BEGIN Recorded information

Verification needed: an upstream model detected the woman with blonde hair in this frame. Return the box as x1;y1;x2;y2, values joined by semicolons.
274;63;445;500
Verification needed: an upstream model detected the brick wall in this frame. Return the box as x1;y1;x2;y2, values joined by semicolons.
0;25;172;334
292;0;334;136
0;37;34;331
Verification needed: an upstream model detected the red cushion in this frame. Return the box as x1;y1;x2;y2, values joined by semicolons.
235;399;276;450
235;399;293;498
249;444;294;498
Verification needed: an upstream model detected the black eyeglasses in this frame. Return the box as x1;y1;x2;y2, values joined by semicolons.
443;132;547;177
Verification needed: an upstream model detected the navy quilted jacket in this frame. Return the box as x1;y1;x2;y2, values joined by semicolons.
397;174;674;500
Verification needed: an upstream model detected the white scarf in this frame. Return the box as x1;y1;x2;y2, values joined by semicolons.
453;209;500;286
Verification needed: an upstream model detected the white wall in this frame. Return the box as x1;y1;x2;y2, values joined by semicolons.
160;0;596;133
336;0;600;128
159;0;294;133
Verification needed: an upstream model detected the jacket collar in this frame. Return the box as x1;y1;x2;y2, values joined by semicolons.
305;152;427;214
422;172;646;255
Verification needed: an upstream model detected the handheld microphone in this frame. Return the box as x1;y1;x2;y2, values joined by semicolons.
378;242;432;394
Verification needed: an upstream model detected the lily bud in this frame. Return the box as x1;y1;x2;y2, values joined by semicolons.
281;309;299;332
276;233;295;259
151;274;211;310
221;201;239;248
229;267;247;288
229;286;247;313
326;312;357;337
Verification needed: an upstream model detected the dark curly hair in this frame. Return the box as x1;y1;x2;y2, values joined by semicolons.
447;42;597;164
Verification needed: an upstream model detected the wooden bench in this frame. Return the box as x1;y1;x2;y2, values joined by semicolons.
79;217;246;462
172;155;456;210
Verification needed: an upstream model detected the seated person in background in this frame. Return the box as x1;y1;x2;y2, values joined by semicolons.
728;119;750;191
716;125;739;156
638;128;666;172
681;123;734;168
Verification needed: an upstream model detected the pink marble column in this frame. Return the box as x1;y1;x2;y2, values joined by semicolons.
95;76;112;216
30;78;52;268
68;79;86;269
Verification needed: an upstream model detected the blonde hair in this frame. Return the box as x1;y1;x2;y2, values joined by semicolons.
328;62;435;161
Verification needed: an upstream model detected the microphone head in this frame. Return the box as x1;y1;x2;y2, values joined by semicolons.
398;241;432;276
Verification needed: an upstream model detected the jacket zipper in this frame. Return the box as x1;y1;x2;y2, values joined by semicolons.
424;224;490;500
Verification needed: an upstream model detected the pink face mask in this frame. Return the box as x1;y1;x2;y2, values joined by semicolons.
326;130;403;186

END Recorded information

### Stated task
Copy every entry above word for word, keeping the original order.

### Response to this task
Verification needed: an upstream model detected the woman with blonde hair in this frame. Return the box as x1;y1;x2;y2, values joined by semicolons.
274;63;445;500
Verification needed: an upstream model detected the brick wall in this frame. Return the box as x1;y1;x2;y2, values joined by semicolons.
0;25;172;334
292;0;334;136
0;37;34;331
Verification needed: an upstream model detected the red cushion in this frame. Return the box as x1;y1;x2;y2, values joined by semicolons.
235;399;276;450
235;399;293;498
249;444;294;498
Verification needed: an upstream model detected the black eyeglasses in this frame. Return the box as x1;y1;x2;y2, values joined by semicolons.
443;132;547;177
Verification needed: an upstream model detected the navy quilted jacket in this frame. Return the box as x1;y1;x2;y2, values joined by semicolons.
397;174;674;500
Verification needed: an upstream model detected the white scarf in this frame. Return the box as x1;y1;x2;y2, values joined by semicolons.
453;209;500;286
Verification needed: an upstream model detected the white wall in this frame. Return the box as x1;y1;x2;y2, values joined by semicolons.
160;0;596;133
336;0;600;128
159;0;294;133
Verification needed: an upstream model detected the jacket collar in this frame. Return the box as x1;y1;x2;y2, values joined by semicolons.
305;152;427;214
422;172;646;255
Verification needed: an upstream model detected the handheld microphone in this frame. Return the box as x1;y1;x2;y2, values joined by semicolons.
378;242;432;394
Verification needed: an upstream model detected the lily bud in this frame. Return the box as x1;y1;x2;y2, values joined by semicolons.
281;309;299;332
276;233;295;259
151;274;211;310
221;201;239;248
229;267;247;288
229;286;247;313
326;312;357;337
Verification needed: an upstream model detected the dark curly hair in this frame. Return the box as x1;y1;x2;y2, values joined by semicolons.
447;42;597;164
Verification needed: an upstream model detected the wooden bench in this frame. Return the box as x1;y1;x2;y2, values joined by semicolons.
79;217;246;462
172;155;456;210
Verification needed: an upstream model detected the seated person in background in this frame. Return the box as x1;y1;x2;y2, values joined by semicolons.
728;119;750;191
716;125;739;156
638;128;666;172
681;123;734;168
Verification needed: an upstream model detected the pink marble column in this frame. Return the box as x1;y1;x2;y2, values joined by semicolons.
95;76;112;216
30;78;52;268
68;79;86;269
Verification needed: an upstream model detected the blonde hair in this frame. Return the box as x1;y1;x2;y2, values joined by semicolons.
328;62;435;161
Verification needed: an upstream model detected the microphone head in this frame. Return the box as x1;y1;x2;y2, values joined by semicolons.
398;241;432;276
Verification needed: an upstream model detected the jacket zipper in this frame. Return the box as x1;y1;x2;y2, values joined by semicolons.
424;224;490;500
Verification needed: an upstream model detected the pink face mask in this frame. Return the box as x1;y1;x2;y2, values joined by semicolons.
326;130;403;186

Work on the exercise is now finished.